* Begin Dataset records *
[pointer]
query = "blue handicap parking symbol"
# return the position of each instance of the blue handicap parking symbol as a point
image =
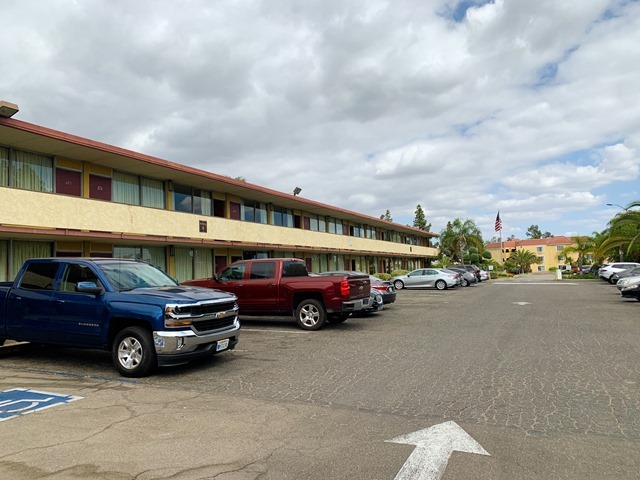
(19, 401)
* End Dataset records *
* Requirement: Please retype the lines above word for word, leaving out the pictures.

* Written answer:
[pointer]
query = "blue handicap parking symbol"
# return the position of each instance of the blue handicap parking symbol as a point
image =
(19, 401)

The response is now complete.